■ **Work to do**: List every line in the data below that contains the string "gray". Case matters.

[START OF Supplied information]

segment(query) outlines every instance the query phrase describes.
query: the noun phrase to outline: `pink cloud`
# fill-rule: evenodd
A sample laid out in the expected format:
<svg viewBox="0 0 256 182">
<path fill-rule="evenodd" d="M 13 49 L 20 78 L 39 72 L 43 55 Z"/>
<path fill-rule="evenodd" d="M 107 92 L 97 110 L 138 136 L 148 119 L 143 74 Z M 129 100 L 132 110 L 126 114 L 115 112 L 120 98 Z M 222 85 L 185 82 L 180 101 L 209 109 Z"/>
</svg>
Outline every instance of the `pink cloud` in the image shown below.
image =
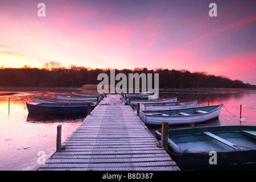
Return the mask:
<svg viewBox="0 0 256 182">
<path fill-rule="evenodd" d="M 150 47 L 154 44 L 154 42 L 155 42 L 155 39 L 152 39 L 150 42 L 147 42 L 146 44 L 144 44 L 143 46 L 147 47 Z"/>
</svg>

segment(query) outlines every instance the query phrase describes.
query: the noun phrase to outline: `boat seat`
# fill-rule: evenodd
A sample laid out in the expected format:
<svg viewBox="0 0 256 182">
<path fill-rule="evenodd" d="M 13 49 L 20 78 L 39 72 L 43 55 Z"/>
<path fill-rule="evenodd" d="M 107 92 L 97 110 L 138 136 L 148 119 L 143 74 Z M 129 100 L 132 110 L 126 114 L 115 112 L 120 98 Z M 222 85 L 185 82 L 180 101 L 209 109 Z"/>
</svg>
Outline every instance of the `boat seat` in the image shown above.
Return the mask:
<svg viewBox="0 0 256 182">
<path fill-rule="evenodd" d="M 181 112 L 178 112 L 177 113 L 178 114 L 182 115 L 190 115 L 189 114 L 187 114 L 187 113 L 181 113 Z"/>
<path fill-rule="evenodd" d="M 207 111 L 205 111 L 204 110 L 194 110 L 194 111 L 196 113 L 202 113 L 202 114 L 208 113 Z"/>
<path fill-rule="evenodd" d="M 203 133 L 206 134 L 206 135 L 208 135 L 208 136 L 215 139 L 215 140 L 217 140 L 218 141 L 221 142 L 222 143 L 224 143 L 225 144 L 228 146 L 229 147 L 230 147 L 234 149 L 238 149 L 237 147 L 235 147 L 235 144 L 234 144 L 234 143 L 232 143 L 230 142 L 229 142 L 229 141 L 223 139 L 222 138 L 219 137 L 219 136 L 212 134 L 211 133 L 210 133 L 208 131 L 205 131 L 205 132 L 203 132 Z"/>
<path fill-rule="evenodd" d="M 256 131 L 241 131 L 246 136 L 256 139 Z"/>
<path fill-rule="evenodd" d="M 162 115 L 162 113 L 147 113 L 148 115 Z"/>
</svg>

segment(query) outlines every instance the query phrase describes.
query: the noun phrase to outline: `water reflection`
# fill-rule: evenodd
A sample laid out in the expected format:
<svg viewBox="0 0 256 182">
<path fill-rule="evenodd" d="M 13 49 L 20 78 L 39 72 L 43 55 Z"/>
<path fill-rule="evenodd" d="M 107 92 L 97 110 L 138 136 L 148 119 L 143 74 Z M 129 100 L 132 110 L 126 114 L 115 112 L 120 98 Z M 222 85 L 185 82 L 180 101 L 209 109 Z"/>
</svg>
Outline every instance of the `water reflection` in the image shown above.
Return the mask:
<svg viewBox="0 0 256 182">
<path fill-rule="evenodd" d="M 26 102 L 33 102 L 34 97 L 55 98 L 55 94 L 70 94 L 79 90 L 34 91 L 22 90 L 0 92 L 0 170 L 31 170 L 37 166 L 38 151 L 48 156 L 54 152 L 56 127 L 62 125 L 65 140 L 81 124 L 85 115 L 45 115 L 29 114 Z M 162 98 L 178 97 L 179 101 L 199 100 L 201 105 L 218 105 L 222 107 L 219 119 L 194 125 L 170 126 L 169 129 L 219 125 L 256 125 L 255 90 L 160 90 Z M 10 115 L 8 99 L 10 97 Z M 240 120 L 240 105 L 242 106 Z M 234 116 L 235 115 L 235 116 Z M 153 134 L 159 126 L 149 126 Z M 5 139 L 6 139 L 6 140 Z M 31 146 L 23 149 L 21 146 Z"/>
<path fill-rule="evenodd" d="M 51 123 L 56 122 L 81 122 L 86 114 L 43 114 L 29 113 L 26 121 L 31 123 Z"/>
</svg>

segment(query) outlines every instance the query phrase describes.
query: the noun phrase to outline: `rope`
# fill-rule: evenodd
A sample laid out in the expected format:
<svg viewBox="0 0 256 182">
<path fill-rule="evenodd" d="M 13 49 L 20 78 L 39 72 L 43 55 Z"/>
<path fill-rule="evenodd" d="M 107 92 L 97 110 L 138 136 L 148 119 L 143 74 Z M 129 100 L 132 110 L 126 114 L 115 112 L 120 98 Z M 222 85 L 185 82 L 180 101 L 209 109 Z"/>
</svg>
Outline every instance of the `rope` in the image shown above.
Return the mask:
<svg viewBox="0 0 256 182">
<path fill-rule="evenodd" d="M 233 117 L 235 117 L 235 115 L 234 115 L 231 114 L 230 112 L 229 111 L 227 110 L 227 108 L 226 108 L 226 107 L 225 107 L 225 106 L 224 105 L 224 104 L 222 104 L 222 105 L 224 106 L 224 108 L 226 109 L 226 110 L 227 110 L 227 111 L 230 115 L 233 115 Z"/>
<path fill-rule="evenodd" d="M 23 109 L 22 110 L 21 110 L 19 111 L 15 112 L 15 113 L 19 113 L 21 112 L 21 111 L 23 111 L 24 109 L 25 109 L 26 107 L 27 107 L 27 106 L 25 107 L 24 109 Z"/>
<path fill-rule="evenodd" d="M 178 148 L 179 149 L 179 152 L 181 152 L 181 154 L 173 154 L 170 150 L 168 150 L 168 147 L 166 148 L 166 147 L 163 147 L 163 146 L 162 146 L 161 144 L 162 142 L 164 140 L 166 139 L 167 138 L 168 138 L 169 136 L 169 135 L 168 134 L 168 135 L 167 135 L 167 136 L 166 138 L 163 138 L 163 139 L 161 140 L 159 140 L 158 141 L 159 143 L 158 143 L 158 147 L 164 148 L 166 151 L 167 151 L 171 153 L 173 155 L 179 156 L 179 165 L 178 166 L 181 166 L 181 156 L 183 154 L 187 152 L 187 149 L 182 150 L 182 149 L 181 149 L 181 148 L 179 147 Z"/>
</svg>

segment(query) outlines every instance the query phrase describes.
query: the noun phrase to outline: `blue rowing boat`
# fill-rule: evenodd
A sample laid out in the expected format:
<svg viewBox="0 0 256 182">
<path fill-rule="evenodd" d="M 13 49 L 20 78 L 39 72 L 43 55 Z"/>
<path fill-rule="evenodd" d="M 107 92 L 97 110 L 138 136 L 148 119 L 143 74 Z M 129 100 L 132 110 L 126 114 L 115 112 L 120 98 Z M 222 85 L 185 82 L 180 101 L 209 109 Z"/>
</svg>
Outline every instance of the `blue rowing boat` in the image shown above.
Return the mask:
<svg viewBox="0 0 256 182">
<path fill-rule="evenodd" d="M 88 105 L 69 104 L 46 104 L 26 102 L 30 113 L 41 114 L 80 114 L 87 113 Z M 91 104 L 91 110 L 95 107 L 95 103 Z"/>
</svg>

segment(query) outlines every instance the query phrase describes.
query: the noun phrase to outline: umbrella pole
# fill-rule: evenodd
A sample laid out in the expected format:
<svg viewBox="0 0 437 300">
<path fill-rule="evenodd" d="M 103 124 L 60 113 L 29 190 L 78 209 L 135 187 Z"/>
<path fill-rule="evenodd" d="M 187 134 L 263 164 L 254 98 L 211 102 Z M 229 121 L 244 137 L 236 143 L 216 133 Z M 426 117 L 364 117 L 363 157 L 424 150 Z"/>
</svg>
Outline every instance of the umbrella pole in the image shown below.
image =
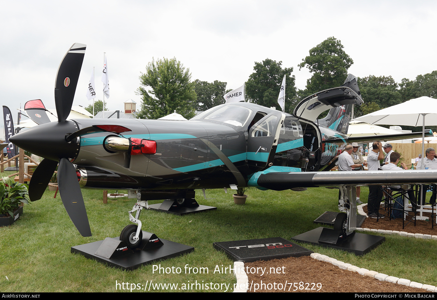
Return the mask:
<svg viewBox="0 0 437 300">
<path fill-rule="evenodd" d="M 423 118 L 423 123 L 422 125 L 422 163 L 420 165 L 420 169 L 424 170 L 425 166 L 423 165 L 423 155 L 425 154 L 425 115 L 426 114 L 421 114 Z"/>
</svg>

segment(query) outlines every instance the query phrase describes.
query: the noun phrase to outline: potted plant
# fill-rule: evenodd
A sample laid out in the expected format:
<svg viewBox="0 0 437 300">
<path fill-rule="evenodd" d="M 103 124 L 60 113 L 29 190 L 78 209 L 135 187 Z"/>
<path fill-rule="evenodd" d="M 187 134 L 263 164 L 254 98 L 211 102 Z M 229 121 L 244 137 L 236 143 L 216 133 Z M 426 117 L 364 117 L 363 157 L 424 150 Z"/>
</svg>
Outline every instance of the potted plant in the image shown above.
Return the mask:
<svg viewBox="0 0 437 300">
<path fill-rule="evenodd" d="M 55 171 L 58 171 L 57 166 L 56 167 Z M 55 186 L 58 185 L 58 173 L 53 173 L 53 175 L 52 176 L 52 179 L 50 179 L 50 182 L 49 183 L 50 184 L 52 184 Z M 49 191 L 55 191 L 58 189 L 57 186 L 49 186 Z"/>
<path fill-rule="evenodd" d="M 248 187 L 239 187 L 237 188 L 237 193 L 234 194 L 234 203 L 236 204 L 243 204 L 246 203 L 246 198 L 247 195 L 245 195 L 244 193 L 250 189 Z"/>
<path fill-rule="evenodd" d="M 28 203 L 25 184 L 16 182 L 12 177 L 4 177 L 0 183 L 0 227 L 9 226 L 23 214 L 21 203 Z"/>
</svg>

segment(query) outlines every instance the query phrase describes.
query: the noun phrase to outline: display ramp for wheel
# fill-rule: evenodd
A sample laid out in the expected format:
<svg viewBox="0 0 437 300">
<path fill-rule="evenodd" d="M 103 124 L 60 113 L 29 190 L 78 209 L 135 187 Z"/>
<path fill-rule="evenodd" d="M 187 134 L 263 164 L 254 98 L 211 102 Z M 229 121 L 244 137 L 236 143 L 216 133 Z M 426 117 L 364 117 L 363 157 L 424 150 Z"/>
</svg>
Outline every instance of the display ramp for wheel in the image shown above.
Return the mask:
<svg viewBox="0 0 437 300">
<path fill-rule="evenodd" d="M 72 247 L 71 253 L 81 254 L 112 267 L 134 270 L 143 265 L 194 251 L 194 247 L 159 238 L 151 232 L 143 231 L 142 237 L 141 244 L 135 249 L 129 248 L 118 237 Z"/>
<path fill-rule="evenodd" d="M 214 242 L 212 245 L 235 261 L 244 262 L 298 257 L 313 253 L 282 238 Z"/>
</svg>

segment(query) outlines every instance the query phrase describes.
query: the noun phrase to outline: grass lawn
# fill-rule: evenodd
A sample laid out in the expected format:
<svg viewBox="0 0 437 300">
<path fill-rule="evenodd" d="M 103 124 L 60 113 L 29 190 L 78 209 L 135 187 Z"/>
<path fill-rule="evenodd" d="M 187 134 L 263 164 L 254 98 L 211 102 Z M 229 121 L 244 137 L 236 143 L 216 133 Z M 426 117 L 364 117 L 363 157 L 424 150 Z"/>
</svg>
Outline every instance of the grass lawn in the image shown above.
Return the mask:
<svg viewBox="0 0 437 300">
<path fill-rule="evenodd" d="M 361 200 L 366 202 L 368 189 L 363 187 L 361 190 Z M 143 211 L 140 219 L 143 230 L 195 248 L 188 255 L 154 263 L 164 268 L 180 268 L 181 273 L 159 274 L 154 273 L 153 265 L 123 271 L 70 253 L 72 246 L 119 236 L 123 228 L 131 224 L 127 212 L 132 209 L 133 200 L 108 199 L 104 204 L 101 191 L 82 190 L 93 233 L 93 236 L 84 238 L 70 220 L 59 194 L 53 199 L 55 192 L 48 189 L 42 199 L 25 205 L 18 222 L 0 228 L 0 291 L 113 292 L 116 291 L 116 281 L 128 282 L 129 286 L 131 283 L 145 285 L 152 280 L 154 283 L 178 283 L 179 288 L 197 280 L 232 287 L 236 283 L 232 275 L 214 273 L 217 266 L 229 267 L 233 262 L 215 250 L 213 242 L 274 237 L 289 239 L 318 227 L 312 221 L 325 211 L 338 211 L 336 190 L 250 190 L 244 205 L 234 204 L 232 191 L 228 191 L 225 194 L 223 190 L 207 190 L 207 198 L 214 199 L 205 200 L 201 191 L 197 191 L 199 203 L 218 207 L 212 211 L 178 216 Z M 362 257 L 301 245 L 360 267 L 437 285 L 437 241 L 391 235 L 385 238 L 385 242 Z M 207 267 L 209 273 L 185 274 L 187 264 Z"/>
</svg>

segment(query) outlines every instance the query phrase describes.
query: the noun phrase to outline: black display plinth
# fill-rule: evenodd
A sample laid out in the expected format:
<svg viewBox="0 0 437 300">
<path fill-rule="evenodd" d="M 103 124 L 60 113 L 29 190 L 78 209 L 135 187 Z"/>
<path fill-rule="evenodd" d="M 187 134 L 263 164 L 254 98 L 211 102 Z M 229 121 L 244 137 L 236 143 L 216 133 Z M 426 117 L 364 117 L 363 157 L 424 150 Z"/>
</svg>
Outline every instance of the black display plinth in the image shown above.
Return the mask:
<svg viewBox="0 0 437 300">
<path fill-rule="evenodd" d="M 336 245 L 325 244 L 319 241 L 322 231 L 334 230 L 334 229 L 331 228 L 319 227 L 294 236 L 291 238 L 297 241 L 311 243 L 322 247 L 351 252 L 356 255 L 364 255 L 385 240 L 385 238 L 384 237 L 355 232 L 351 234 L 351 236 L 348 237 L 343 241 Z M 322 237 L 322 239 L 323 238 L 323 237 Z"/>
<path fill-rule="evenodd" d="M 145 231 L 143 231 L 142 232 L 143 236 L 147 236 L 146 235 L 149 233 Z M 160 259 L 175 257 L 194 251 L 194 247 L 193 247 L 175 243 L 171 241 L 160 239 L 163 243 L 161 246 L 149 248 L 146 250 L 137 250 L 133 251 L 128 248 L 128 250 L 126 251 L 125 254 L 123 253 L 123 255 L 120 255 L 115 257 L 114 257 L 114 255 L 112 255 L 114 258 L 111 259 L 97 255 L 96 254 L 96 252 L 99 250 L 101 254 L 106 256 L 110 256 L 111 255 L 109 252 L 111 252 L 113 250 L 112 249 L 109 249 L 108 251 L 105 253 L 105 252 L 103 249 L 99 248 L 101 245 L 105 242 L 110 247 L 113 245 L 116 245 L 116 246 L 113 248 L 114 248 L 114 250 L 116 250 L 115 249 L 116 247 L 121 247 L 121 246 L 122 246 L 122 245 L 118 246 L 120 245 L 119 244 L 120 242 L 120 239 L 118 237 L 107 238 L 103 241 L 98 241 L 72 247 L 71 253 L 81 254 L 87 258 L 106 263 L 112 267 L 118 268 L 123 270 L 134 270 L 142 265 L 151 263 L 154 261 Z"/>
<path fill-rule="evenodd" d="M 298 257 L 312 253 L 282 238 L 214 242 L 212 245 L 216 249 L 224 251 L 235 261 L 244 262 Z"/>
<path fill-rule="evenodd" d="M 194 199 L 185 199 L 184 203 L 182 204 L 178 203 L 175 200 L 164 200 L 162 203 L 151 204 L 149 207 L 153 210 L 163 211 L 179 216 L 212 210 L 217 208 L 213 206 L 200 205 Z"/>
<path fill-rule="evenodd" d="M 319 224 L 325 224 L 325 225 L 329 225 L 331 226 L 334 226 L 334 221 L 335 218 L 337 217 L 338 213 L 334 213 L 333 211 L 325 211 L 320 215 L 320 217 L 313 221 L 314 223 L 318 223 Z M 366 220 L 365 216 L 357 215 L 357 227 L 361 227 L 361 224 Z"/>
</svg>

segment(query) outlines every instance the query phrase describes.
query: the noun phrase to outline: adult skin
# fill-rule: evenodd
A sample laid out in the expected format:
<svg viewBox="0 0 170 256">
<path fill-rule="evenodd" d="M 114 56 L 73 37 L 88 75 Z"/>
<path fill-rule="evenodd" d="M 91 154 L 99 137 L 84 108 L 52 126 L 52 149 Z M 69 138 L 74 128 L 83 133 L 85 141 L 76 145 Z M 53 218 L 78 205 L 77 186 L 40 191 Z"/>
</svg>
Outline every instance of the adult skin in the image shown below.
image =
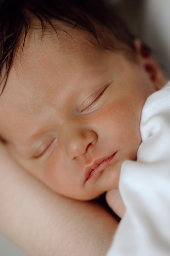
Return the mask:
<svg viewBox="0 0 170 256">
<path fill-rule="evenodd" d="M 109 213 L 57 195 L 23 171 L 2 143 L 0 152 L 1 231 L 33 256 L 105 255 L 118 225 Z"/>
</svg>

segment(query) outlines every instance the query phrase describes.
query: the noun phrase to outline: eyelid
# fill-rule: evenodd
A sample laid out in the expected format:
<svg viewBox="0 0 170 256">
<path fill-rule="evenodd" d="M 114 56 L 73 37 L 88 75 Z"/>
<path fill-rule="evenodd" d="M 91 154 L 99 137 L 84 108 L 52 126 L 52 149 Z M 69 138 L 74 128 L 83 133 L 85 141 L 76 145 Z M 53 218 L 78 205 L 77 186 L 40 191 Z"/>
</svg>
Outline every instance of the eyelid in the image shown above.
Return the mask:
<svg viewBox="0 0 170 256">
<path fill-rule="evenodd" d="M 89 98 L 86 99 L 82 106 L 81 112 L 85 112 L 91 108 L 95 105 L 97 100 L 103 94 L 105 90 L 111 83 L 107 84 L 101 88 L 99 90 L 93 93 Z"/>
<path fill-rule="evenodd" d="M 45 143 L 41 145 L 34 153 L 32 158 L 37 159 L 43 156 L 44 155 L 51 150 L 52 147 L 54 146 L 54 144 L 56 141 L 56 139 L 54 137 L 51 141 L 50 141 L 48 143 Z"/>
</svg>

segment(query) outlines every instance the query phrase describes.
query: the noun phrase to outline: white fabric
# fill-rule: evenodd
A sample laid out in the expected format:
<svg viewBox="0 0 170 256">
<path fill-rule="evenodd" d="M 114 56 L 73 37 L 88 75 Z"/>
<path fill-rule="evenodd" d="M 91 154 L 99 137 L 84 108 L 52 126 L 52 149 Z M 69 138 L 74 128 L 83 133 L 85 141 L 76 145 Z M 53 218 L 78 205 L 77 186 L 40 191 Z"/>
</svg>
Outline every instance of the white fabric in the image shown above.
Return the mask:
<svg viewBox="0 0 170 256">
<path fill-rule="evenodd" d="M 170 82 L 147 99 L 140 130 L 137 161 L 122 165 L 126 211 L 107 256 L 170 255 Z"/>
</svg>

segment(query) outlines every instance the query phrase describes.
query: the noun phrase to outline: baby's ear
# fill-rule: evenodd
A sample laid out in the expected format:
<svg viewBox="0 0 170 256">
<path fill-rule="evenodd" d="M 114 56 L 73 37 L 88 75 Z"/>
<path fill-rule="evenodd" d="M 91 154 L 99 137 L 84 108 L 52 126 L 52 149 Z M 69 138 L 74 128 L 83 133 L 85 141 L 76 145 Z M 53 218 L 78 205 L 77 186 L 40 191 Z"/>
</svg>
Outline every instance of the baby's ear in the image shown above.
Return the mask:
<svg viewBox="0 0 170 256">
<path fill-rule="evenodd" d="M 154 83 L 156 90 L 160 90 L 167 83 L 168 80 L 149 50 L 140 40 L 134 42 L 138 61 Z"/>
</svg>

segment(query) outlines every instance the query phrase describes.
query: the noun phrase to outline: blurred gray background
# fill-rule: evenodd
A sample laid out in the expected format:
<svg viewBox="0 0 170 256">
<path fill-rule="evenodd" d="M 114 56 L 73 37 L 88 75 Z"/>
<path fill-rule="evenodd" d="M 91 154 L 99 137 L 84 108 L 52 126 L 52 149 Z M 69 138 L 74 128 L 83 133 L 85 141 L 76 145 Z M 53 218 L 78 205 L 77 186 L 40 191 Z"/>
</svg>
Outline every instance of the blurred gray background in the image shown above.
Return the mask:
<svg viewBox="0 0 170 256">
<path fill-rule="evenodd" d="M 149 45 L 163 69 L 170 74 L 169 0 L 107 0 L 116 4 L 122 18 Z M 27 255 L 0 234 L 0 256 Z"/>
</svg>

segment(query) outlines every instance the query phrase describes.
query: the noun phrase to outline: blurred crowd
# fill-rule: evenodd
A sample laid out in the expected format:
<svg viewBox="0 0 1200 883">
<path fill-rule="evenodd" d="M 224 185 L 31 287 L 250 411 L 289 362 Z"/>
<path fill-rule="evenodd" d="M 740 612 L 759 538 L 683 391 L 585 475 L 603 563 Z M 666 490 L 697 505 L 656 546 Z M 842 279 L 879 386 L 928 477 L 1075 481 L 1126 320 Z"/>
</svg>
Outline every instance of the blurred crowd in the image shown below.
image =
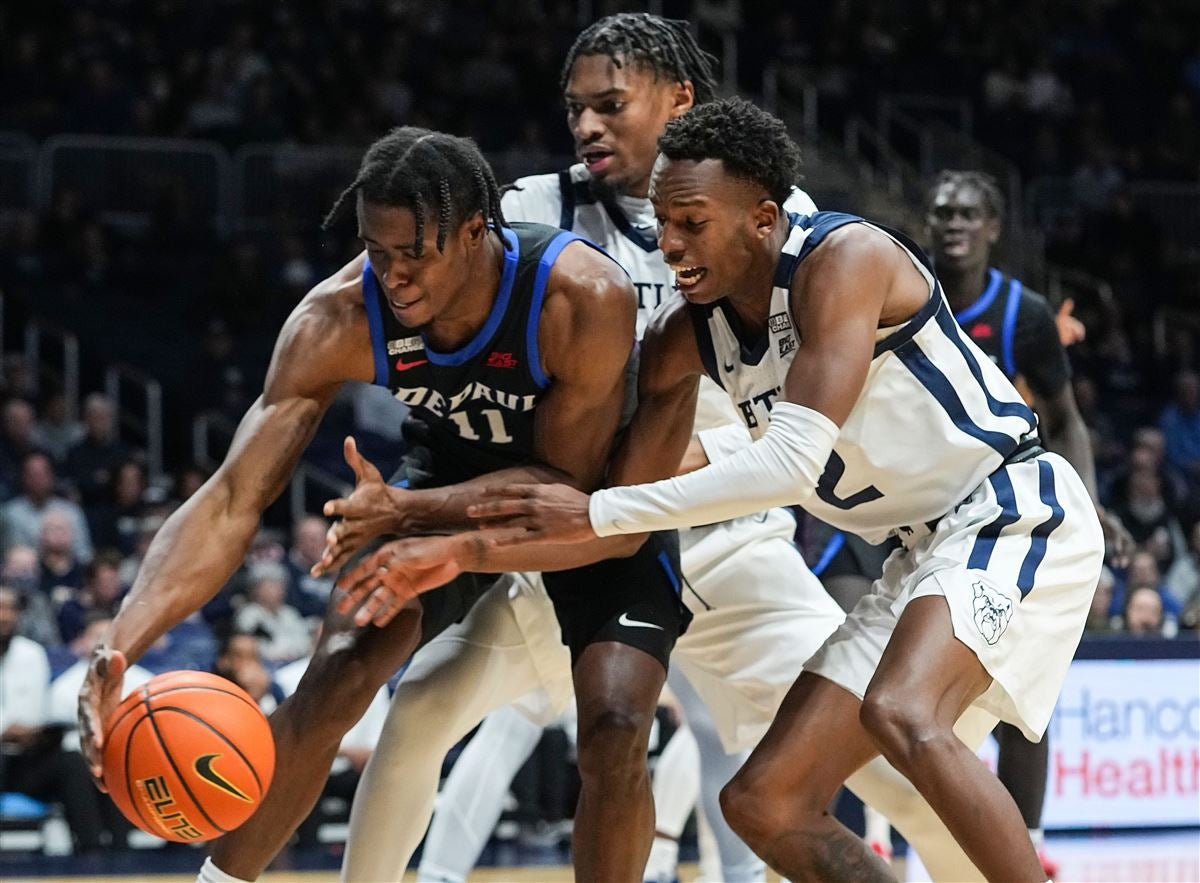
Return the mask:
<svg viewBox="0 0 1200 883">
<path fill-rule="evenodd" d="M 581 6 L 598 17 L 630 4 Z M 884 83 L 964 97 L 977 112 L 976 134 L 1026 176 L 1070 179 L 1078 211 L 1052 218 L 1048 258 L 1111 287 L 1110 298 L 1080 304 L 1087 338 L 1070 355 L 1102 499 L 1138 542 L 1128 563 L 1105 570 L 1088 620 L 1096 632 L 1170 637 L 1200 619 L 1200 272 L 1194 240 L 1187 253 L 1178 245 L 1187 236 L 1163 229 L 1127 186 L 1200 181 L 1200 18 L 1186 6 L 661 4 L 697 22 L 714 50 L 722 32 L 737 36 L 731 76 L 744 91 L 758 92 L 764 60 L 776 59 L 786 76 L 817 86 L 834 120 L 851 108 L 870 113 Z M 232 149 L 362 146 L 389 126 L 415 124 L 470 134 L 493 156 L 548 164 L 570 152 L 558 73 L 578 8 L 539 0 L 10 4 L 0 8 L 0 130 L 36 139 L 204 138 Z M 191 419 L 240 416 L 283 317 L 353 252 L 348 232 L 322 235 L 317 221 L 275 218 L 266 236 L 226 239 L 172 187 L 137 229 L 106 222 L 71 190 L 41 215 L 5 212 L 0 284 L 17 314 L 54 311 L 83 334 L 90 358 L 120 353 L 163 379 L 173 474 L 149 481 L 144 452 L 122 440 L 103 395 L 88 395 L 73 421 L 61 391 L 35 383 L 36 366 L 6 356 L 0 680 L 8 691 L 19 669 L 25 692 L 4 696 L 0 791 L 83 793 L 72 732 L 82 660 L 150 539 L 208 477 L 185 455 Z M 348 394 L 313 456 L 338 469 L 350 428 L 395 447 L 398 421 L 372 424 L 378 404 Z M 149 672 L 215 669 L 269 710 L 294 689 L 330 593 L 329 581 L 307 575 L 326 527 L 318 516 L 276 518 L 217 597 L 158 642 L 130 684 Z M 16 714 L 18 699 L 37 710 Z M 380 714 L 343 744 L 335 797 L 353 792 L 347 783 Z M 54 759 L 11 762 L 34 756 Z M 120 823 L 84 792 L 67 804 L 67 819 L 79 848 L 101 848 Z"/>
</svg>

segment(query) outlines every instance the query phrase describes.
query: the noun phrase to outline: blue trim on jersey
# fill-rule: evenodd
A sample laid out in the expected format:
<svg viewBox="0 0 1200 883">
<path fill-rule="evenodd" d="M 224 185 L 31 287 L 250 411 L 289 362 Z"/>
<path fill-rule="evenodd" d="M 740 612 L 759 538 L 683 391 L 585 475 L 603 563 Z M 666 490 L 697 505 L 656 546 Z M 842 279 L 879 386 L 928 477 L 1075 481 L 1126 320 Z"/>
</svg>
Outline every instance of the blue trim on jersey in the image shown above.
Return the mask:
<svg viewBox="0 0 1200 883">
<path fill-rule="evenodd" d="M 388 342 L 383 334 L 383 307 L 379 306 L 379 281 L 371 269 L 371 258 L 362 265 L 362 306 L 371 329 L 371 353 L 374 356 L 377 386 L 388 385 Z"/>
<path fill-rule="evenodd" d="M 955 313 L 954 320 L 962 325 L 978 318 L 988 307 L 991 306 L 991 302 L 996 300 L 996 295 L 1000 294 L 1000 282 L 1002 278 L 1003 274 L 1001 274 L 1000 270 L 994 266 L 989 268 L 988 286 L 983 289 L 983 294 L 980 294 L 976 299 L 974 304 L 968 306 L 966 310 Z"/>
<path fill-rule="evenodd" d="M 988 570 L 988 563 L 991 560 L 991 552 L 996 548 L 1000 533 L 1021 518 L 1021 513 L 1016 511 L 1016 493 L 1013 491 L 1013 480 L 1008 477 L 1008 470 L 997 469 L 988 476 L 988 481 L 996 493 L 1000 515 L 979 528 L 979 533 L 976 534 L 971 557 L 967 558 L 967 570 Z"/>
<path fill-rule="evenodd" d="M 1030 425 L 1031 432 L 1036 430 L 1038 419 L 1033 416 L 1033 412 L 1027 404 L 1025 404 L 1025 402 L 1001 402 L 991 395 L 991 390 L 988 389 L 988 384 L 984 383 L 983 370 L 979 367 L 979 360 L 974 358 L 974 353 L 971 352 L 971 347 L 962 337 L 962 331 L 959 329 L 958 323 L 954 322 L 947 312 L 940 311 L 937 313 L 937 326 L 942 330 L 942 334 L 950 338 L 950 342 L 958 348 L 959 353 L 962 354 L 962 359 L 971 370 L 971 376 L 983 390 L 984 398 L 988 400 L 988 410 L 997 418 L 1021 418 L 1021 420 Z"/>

[END OF Supplied information]

■ **The response**:
query: the noun phrase to outline: blurred gray background
Outline every instance of the blurred gray background in the image shown above.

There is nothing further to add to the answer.